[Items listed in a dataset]
★ ★ ★ ★

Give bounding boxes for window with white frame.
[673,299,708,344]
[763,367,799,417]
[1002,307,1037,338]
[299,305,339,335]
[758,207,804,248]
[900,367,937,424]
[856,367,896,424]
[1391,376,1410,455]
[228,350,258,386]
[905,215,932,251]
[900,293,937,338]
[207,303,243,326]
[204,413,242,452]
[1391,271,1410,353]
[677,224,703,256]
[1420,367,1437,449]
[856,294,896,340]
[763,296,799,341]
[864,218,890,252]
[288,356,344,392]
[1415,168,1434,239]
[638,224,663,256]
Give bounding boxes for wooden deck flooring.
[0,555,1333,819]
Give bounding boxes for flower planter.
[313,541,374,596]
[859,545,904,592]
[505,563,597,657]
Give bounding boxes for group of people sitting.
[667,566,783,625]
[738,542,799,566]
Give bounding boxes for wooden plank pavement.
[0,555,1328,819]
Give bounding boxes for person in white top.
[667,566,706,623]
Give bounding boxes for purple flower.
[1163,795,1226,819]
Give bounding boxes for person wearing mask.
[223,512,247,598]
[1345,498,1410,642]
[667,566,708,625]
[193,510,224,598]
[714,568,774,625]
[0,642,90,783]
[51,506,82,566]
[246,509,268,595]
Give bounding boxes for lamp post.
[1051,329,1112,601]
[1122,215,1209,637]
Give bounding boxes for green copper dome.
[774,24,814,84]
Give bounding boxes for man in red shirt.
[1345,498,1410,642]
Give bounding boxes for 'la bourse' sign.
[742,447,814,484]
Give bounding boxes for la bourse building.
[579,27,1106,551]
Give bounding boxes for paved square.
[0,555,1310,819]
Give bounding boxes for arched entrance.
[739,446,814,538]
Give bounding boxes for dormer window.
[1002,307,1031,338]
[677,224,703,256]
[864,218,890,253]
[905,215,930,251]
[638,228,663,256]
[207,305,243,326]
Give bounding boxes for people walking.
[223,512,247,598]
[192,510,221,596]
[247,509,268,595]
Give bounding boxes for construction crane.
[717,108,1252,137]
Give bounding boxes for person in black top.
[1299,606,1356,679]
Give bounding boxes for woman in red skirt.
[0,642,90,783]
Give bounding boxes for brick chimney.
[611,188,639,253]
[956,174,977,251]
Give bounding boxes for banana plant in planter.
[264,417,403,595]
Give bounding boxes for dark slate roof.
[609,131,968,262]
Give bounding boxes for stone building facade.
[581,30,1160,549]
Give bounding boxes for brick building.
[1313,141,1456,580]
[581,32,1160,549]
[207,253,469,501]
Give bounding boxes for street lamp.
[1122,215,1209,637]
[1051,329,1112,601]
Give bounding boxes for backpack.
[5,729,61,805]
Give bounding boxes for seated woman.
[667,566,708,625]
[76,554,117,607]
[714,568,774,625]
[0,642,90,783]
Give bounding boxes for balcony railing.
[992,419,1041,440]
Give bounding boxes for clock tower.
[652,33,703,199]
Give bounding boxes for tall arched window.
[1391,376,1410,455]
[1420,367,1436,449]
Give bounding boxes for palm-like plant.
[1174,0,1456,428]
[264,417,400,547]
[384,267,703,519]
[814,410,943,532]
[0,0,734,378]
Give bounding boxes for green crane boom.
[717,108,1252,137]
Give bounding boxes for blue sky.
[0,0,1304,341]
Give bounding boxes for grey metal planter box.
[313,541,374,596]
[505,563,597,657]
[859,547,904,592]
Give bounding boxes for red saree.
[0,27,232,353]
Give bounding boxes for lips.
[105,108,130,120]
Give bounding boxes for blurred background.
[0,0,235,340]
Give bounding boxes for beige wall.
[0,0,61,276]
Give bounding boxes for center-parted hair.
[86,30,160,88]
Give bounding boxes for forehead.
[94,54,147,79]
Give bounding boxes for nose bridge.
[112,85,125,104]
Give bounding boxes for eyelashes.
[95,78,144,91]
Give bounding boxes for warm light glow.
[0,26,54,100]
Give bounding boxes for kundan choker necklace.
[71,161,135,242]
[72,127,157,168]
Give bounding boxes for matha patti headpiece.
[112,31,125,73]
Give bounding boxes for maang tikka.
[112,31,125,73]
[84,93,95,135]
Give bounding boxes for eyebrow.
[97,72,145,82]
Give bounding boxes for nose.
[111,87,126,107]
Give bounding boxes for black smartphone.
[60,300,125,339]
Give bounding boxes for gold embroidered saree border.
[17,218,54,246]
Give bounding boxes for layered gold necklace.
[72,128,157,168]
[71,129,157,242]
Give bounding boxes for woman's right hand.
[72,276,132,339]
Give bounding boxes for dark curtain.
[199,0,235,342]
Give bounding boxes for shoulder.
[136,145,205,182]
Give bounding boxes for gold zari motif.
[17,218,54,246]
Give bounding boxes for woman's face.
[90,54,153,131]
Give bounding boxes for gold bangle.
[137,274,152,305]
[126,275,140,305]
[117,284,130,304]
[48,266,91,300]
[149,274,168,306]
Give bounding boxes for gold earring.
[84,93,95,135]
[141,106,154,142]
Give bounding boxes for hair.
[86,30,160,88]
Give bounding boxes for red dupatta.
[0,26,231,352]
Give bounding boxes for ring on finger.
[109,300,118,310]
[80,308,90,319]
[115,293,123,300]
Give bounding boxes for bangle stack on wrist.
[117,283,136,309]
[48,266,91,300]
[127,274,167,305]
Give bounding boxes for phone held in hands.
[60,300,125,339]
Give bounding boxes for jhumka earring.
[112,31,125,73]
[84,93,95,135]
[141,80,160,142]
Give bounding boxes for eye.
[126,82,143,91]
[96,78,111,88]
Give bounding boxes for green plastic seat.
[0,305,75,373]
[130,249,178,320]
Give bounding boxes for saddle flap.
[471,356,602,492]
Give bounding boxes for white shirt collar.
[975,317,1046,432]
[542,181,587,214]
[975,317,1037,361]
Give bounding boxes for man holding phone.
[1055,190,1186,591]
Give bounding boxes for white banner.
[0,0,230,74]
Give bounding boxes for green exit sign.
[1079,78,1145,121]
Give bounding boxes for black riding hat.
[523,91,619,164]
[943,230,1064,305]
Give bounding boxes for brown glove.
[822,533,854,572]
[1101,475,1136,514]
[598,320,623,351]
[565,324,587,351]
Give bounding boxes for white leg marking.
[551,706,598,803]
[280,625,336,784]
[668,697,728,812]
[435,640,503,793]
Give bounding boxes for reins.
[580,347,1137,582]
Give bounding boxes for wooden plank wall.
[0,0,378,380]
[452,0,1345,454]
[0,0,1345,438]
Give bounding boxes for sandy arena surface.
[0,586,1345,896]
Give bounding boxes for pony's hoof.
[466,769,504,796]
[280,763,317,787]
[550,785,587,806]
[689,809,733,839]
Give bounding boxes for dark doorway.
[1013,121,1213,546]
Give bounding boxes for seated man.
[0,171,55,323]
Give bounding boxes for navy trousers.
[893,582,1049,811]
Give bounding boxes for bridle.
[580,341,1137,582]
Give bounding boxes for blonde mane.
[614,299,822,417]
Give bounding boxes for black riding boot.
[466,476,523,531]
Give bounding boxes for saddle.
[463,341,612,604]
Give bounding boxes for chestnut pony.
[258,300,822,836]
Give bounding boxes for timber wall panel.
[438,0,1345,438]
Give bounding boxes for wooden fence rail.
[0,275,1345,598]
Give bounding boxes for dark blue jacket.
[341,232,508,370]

★ ★ ★ ★

→ **What is expected**: Rewrite everything from the line containing "Give bounding boxes for layered" down to the line containing "[136,145,205,182]" in the records, swapping "curtain" for "drape" and leaving the rest as it is.

→ **Final answer**:
Give bounding boxes for layered gold necklace.
[72,128,157,168]
[71,129,157,242]
Give bounding boxes for woman's right hand.
[72,276,132,339]
Give bounding boxes for dark drape.
[199,0,235,342]
Give bounding boxes for shoulder.
[136,145,205,182]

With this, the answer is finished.